■ The task: Write out every one of the lines below word for word, leaving the pictures out of your answer.

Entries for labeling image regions
*-*-*

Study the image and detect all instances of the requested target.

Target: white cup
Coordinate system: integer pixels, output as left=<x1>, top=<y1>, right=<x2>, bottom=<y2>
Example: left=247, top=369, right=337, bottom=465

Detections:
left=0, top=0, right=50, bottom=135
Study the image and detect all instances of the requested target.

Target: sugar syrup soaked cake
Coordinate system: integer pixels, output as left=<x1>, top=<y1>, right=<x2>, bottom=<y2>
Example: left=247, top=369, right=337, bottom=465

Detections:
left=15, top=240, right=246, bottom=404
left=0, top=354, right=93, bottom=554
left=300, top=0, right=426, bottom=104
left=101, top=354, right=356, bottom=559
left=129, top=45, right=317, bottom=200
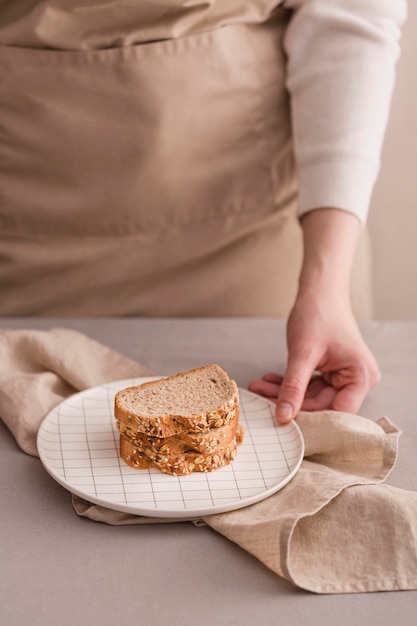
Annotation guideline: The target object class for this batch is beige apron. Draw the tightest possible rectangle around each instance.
[0,0,370,317]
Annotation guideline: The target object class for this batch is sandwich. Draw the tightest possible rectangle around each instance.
[114,365,244,475]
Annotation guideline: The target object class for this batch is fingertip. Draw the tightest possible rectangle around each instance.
[275,402,294,424]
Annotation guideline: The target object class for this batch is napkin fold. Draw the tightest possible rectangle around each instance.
[0,328,417,593]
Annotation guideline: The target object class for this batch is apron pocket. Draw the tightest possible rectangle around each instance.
[0,21,295,236]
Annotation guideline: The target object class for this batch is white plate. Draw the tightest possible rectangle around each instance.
[37,377,304,519]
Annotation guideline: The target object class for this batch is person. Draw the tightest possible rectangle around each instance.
[0,0,406,422]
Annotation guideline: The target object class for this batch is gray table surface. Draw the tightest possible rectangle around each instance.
[0,318,417,626]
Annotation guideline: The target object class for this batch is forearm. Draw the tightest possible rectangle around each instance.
[285,0,406,223]
[299,208,361,304]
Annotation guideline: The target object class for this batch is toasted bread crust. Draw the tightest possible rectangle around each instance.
[114,365,244,476]
[116,407,239,454]
[120,435,237,476]
[114,365,239,437]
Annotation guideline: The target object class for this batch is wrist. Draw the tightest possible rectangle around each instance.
[299,209,361,299]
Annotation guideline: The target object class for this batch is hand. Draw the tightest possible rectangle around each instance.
[249,293,380,423]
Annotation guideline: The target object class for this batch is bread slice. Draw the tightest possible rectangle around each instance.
[116,407,239,454]
[120,435,237,476]
[114,364,239,437]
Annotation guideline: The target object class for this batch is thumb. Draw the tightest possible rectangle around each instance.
[275,352,315,423]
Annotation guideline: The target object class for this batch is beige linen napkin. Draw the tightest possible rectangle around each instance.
[0,329,417,593]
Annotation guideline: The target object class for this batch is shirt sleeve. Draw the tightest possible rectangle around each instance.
[284,0,407,223]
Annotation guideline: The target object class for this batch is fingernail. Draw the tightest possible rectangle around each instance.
[277,402,293,422]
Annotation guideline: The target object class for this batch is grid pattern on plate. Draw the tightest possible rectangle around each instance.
[38,379,303,517]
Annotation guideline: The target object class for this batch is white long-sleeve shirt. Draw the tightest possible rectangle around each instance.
[0,0,407,222]
[285,0,406,222]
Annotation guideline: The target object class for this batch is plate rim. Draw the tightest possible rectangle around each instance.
[36,375,305,521]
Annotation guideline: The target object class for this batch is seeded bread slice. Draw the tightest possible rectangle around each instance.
[114,365,239,437]
[120,435,237,476]
[116,407,239,454]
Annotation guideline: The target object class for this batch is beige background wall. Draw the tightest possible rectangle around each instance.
[369,6,417,319]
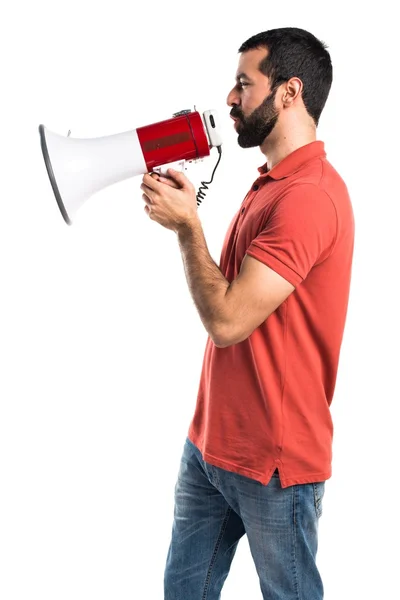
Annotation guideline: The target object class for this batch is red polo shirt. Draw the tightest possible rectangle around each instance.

*-*-*

■ Full solution:
Study the image and detect all instances of the requested target.

Target: white cup
Coordinate system: integer pixels, output as left=<x1>, top=<y1>, right=<x2>, bottom=<y2>
Example: left=247, top=369, right=337, bottom=465

Detections:
left=0, top=0, right=50, bottom=135
Study the image and detect all instances of the requested target.

Target: sugar syrup soaked cake
Coordinate system: integer pixels, output as left=<x1>, top=<y1>, right=<x2>, bottom=<y2>
Example: left=247, top=369, right=337, bottom=465

Detections:
left=15, top=240, right=246, bottom=404
left=0, top=354, right=93, bottom=554
left=300, top=0, right=426, bottom=104
left=101, top=354, right=356, bottom=559
left=129, top=45, right=317, bottom=200
Annotation guideline: The target object class for this batch is beige apron. Draw the tightest possible rectangle around each instance.
[0,0,370,317]
Annotation guideline: The target object class for this batch is sandwich. Draw the tightest possible rectangle around each instance.
[114,365,244,475]
Annotation guideline: The target object class for this batch is fingertip. Draw the tightest possible rectangle around each instance.
[275,402,294,424]
Annotation guideline: The target object class for this batch is napkin fold. Draw the tightest possible rectangle around each instance.
[0,328,417,593]
Annotation guideline: The target object class for this batch is apron pocket. Draw the tightest possible rectangle around each instance.
[0,21,295,236]
Annotation guideline: The target object class for this batch is white plate. Draw the tightest possible rectangle around each instance.
[37,377,304,519]
Annotation guideline: The target object class for this batch is person. Draw the tightest possible rectangle around each instance.
[0,0,406,422]
Annotation guideline: The target object class for this batch is gray table surface. Draw the tightest possible rectangle around each instance.
[0,318,417,626]
Annotation guideline: The target object class for this batch is forearm. Draw the tightest possible rectangle around each instance.
[285,0,406,223]
[299,208,361,304]
Annotation guideline: The target object class for this batch is toasted bread crust. Draw the tightest possible rectangle around each instance.
[114,365,244,476]
[116,407,239,454]
[120,435,237,476]
[114,365,239,437]
Annotation guideline: The target object class for this batch is wrist. Draw the tightest possible rectangle around each instance.
[299,209,361,299]
Annotation guideline: The target object class for this batch is hand. Draw the tightest possible rectangle around each instance.
[249,293,380,423]
Annotation guideline: The target object class for this batch is bread slice. Draw the tightest possible rectangle around each instance.
[116,407,239,454]
[120,435,237,476]
[114,364,239,437]
Annotation guideline: The target object class for this batch is thumb. Draw the tightest possible rectangle around each instance.
[275,352,315,423]
Annotation guideline: The target object class for this batch is beige linen napkin. Draw the tightest possible rectangle around each instance.
[0,329,417,593]
Annotation guideline: The target object class for this batch is shirt sleeve. Draw the tightest possible rectangle around each instance.
[284,0,407,223]
Annotation guideline: The target object class for this batch is fingernail. Draw the tightest possible rectangle around each instance.
[277,402,293,422]
Annotation guideline: The target object class for this batch is grid pattern on plate. Draw the tightest possible rectangle around each instance.
[38,379,303,517]
Annotation guideline: The target object class for this batch is white long-sleeve shirt. Draw the tightest possible rectangle around each instance.
[0,0,407,222]
[285,0,406,222]
Annotation guideline: The target object class for this batch is plate rim. Draw the tightest possible rectangle around each instance.
[36,375,305,521]
Annotation guideline: The target object class for this batch is seeded bread slice. Draw the tightest possible rectangle around each instance.
[114,365,239,437]
[120,435,237,476]
[116,407,239,454]
Annotation guideline: The target object class for this batch is beige background wall. Draw the tightest possible rectangle around each instance.
[369,6,417,319]
Annotation guideline: The target object class for this batch is red polo shirt. Draw the tightest possible rectangle around each instance.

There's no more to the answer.